▶ _TEXT SHOWN_
Seekable, Unseekable, Routable
The implementations of these interfaces are always prefixed with
TableId most of which were just discussed.
A Seekable has enough information that it can be used to both route a
query and then execute it because it identifies what exactly to read and
write. An Unseekable is more compact (just a token) for Accord to work
with and can be used to route and schedule transaction execution. A
Routable could be either Seekable or Unseekable and is generally
used when you need to handle both.
Seekable can be either a Key or an Accord Range. Key has both
routing (token) and partition key/clustering information. Range is
Seekable but its bounds are only Routable. Range is in an odd
place in terms of being Seekable . It’s helpful because APIs can
accept Seekable and then handle both Key and Range domains.
Seekables is the collection version of Seekable and can be either
Keys or Ranges.
Unseekable can either a RoutingKey (TokenKey) or Range
(TokenRange) and Unseekables is either RoutingKeys or Ranges.
Route and various kinds of Routables exists, but are primarily used
inside Accord.
Data
Data
is an opaque container for data that has been read during execution of a
transaction. Accord doesn’t know anything about the contents and the
only required interface for Data is that they can be merged since
Accord will execute multiple reads at different command stores and will
need to merge the result.
Data is implemented by
TxnData
which is a glorified map from a unique integer identifying each piece of
data read to TxnDataValue which can be either
TxnDataKeyValue
or
TxnDataRangeValue
. TxnDataKeyValue doesn’t support merging because Accord only reads
from a single replica, but TxnDataRangeValue does because the integer
key for TxnData identifies the logical read in the transaction, but
the actual execution of the range read could touch an arbitrary number
of command stores covered by the range and each will produce their own
TxnDataRangeValue for their portion of the read.

▶ _WRITTEN INSTRUCTION 1_
Repeat the entries line for line, starting at the line that contains "task: outline the rider's leg" and stopping after the line that contains "[[[562,293],[579,292],[579,256],[562,252]]]". Omit the picture from your copy.

▶ _RECORDED INFORMATION_
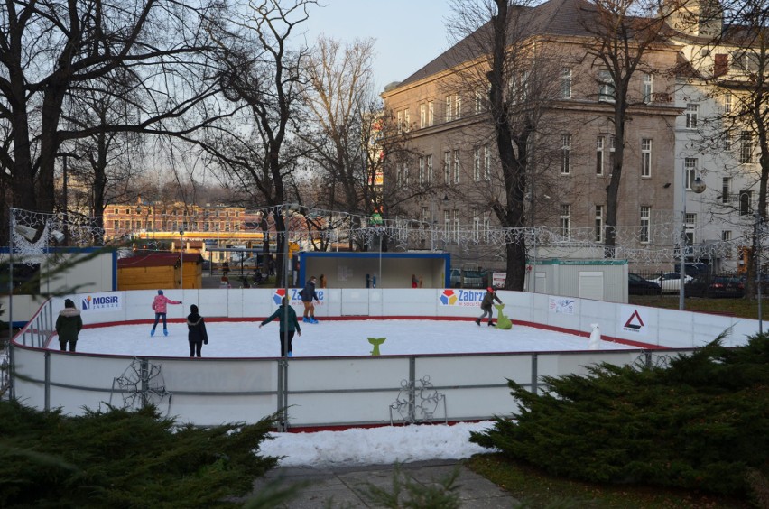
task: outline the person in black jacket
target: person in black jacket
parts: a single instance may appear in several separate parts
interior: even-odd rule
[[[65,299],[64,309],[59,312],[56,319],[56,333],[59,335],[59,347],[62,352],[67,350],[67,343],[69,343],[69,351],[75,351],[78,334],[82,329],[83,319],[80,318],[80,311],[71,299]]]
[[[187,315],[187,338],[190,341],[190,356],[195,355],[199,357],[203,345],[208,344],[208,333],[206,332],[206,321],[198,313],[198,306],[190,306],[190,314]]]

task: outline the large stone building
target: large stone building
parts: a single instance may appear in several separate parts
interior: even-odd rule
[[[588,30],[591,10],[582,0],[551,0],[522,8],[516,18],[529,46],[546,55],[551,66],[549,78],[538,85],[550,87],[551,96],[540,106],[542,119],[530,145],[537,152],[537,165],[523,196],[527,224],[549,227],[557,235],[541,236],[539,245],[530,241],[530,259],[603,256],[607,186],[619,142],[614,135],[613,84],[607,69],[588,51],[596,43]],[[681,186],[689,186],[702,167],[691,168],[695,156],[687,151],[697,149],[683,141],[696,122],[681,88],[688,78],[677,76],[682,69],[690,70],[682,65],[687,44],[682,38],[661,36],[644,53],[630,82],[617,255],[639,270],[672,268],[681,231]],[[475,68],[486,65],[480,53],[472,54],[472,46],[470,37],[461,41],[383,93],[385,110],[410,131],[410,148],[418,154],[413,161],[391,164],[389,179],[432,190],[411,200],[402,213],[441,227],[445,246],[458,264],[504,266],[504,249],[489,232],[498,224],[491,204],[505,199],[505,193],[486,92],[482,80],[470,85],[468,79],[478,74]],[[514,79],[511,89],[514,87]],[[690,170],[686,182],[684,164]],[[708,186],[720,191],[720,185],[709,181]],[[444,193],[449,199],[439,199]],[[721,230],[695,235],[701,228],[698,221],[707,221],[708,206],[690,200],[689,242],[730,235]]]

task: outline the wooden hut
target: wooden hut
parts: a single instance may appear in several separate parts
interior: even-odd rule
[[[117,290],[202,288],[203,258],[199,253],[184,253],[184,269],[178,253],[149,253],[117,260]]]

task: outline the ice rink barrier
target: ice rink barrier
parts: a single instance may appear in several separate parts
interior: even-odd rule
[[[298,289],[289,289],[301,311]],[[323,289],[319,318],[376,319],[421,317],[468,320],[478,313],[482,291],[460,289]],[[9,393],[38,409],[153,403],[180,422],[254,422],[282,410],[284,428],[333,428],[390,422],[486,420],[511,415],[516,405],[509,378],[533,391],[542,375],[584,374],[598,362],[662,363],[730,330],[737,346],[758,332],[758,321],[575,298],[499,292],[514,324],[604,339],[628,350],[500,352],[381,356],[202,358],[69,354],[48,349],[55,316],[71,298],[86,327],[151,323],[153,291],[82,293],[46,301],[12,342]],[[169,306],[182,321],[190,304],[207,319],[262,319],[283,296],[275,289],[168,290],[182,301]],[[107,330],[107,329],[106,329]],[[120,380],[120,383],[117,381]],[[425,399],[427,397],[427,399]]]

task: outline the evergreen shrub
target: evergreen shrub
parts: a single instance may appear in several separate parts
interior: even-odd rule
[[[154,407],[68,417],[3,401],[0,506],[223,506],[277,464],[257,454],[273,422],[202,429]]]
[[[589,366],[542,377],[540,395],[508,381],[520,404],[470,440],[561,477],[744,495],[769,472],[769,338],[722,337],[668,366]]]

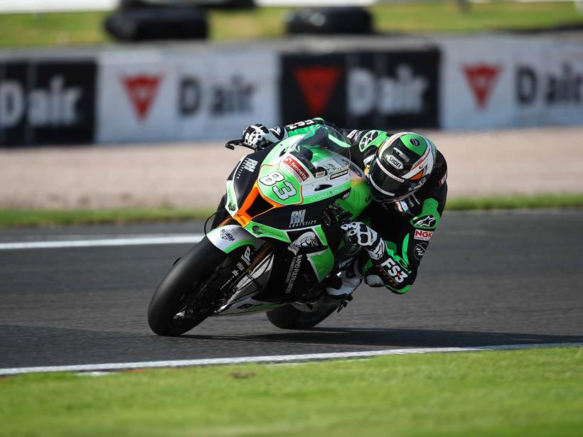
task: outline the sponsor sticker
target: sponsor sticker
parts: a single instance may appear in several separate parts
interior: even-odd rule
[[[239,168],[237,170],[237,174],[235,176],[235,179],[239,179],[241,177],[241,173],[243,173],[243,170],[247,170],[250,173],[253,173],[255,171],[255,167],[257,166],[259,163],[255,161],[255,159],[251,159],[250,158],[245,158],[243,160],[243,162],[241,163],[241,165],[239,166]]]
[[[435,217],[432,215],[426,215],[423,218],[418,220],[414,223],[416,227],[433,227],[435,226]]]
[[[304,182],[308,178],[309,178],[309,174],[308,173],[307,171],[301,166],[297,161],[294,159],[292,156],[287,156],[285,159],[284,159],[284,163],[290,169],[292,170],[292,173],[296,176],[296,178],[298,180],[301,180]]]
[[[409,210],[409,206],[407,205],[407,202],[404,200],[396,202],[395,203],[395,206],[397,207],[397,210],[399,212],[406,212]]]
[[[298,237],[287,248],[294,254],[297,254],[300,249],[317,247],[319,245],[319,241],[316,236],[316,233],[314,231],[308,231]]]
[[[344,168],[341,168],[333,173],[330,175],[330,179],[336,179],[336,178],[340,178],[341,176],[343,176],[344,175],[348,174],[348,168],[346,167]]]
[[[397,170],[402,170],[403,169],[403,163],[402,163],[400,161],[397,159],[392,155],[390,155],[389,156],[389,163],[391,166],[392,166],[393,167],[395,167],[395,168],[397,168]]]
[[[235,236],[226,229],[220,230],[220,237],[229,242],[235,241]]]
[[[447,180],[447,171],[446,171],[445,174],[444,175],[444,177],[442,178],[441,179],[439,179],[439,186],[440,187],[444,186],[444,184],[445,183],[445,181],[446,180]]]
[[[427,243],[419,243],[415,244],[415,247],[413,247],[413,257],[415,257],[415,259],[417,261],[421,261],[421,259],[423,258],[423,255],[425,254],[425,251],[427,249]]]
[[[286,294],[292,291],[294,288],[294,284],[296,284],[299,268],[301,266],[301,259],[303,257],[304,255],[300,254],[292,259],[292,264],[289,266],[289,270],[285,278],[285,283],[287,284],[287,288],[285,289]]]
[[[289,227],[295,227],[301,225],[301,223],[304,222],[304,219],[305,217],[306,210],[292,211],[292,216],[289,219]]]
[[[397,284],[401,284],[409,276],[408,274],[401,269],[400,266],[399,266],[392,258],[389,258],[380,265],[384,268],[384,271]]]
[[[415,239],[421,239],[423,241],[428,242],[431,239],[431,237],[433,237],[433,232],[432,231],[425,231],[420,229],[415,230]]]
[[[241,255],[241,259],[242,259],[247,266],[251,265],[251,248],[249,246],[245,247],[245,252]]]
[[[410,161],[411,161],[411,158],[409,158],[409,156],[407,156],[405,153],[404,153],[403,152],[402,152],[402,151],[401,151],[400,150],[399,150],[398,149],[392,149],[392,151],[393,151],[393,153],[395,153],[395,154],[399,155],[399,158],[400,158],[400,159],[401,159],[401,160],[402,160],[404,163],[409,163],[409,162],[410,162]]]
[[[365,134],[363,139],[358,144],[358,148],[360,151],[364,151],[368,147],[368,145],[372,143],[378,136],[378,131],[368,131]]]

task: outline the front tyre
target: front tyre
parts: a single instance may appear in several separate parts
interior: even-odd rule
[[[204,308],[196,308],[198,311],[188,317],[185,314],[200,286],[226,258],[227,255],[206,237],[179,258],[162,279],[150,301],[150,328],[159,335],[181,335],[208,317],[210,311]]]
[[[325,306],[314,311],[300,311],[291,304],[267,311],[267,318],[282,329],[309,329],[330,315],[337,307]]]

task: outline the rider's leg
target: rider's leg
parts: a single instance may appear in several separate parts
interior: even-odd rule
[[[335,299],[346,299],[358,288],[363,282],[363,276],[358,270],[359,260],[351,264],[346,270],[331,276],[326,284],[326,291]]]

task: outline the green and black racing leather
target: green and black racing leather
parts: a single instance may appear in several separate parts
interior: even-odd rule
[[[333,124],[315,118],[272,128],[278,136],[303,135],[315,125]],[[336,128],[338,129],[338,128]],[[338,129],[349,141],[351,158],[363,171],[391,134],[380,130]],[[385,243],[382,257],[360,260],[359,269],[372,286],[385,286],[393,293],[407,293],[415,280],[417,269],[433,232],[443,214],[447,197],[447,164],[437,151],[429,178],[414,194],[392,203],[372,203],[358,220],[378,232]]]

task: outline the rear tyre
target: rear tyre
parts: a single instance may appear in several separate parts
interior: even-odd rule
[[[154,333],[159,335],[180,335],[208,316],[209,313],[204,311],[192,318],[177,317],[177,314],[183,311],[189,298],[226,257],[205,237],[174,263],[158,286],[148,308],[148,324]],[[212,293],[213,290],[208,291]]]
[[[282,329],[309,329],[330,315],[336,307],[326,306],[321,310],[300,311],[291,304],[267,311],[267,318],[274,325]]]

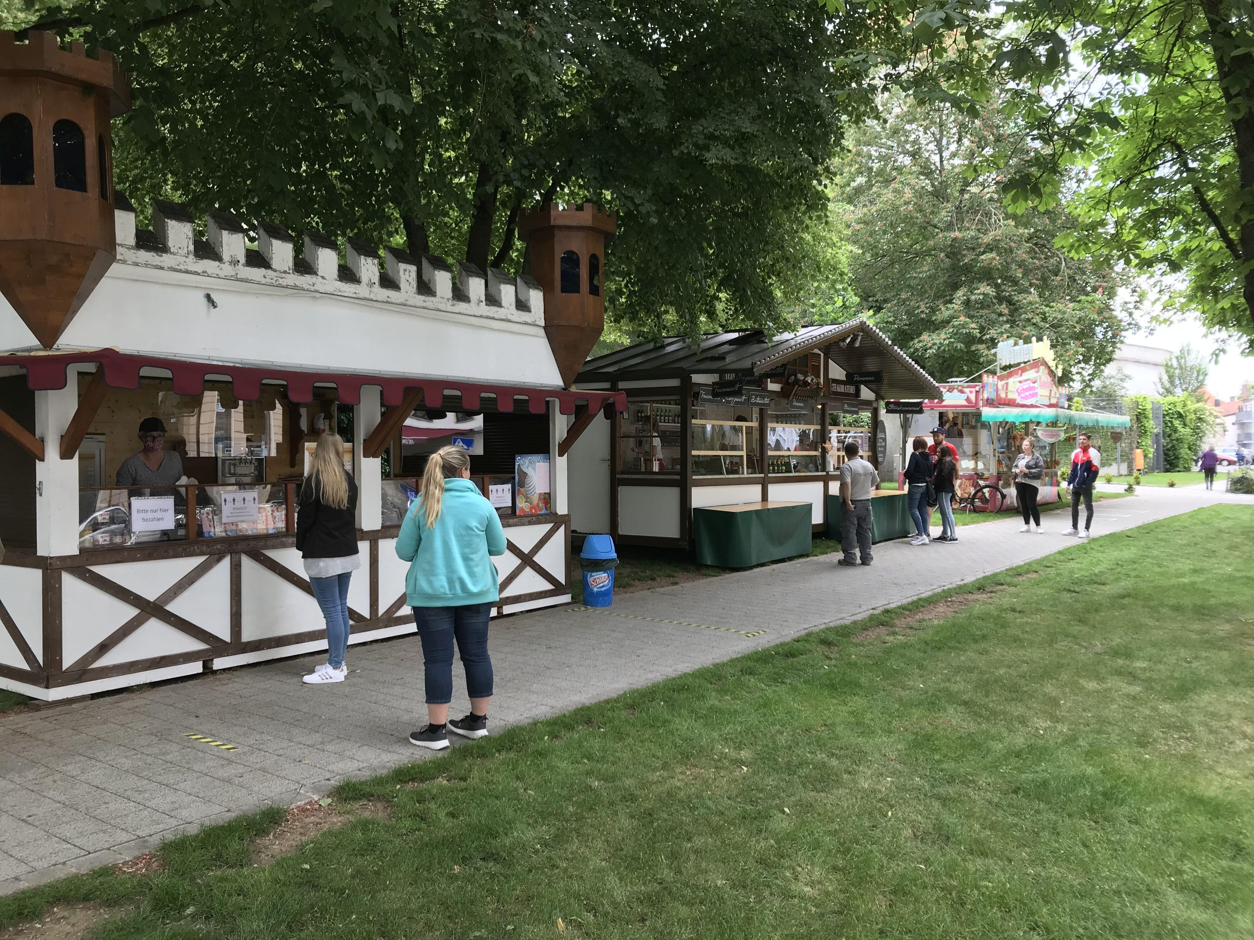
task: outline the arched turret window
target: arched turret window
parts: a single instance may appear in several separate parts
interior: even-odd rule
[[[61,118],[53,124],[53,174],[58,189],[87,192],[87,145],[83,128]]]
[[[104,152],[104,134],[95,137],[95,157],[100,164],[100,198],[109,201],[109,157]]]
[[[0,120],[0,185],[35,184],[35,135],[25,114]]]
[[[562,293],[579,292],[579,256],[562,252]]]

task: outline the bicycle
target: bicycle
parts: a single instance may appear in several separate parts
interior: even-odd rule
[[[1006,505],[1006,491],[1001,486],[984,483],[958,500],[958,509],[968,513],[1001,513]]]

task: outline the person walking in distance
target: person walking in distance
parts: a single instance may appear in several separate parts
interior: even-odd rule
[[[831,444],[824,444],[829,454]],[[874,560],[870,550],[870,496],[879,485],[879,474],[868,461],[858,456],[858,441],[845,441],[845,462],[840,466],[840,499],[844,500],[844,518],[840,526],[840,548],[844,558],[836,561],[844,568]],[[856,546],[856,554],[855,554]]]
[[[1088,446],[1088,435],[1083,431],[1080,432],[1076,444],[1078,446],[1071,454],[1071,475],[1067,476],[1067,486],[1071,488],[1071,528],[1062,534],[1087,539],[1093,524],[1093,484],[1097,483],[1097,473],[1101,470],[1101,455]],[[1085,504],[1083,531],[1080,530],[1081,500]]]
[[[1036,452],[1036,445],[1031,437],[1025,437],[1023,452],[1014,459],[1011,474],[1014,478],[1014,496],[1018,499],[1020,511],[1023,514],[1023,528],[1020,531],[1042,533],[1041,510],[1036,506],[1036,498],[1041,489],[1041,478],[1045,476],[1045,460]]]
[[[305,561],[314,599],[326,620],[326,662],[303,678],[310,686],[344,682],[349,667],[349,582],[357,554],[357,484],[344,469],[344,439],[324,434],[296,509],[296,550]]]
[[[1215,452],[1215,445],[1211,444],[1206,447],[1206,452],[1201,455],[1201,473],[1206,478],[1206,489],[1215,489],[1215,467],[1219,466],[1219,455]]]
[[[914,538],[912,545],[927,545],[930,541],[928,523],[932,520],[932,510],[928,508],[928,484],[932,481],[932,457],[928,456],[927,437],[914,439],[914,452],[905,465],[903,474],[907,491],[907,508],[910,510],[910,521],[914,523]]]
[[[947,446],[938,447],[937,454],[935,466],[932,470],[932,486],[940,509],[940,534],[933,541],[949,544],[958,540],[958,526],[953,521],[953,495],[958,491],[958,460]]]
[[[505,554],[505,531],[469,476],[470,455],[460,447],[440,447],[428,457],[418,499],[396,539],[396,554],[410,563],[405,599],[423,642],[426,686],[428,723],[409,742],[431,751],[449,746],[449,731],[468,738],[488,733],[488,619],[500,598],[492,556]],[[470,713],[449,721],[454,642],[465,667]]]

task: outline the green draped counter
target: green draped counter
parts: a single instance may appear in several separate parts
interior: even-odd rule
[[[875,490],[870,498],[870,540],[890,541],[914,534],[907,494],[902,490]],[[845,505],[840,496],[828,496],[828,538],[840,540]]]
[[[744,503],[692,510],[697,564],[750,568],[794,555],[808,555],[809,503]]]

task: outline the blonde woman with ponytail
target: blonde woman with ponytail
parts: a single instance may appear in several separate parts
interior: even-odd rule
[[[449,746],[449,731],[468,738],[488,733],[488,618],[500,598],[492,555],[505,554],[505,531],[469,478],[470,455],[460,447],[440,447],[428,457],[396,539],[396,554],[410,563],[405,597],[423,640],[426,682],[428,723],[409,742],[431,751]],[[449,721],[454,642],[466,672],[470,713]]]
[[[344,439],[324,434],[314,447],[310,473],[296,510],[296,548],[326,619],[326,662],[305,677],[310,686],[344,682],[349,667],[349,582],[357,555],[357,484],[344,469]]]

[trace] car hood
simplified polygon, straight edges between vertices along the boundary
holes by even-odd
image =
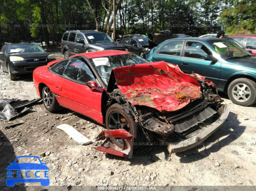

▶ _WRITTEN INSTRUCTION 2_
Please continue the text about Accord's Seekable, Unseekable, Routable, and Data interfaces from where it stops.

▶ _EXERCISE ANSWER 1_
task: outline the rider's leg
target: rider's leg
parts: a single instance may appear in several separate parts
interior: even-odd rule
[[[335,299],[346,299],[358,288],[363,282],[363,276],[358,270],[359,260],[351,264],[346,270],[331,276],[326,284],[326,291]]]

task: outline the green and black racing leather
target: green and black racing leather
parts: a single instance may appear in several separate parts
interior: even-odd rule
[[[333,124],[315,118],[272,128],[278,136],[303,135],[315,125]],[[336,128],[338,129],[338,128]],[[338,129],[349,141],[351,158],[363,171],[391,134],[380,130]],[[385,243],[382,257],[360,260],[359,269],[372,286],[385,286],[393,293],[407,293],[415,280],[417,269],[433,232],[443,214],[447,197],[447,164],[437,151],[429,178],[414,194],[392,203],[372,203],[358,220],[378,232]]]

task: outline the rear tyre
target: rear tyre
parts: a single instance may appear in several separate parts
interior: even-odd rule
[[[154,333],[159,335],[180,335],[208,316],[209,313],[204,311],[192,318],[177,317],[177,314],[183,311],[189,298],[226,257],[205,237],[174,263],[158,286],[148,308],[148,324]],[[212,293],[213,290],[208,291]]]
[[[282,329],[309,329],[330,315],[336,307],[326,306],[321,310],[300,311],[291,304],[267,311],[267,318],[274,325]]]

task: outline the arched turret window
target: arched turret window
parts: a single instance may appear in several separate parts
interior: even-odd rule
[[[61,118],[53,124],[53,174],[58,189],[87,192],[87,145],[83,128]]]
[[[104,152],[104,134],[95,137],[95,157],[100,164],[100,198],[109,201],[109,157]]]
[[[0,120],[0,185],[35,184],[35,135],[25,114]]]
[[[562,293],[579,292],[579,256],[562,252]]]

▶ _EXERCISE ANSWER 2_
Result
Result
is the interface for what is returned by Query and ends up being
returned as the non-error result by Accord to the coordinator of a
transaction. This is also implemented by TxnData for key read results
and by TxnRangeReadResult for range reads.
There is also RetryNewProtocolResult which can be returned by
Cassandra’s integration with Accord during live migration. This retry
error indicates that Accord determined the transaction’s execute time is
in an epoch where Accord does not manage some or all of that data for
read or write so the transaction should be retried on whatever system
currently manages that data.
Read
Read
is where a transaction defines how data should be read during execution
in order to return a result, and it will have its read method invoked
along with specific keys to be read at command stores.
A Read has to define all the keys it will access up front and needs to
support slice/intersecting/merge so Accord can send only the relevant
parts of a transactions reads to the command stores that are responsible
for persisting metadata about the transaction and executing the read.
TxnRead
implements Read and is a sorted collection of
TxnNamedRead.
The name in TxnNamedRead refers to what is now the integer identifier
for each logical read in the transaction. TxnNamedRead supports both
key and range reads although not both in the same transaction.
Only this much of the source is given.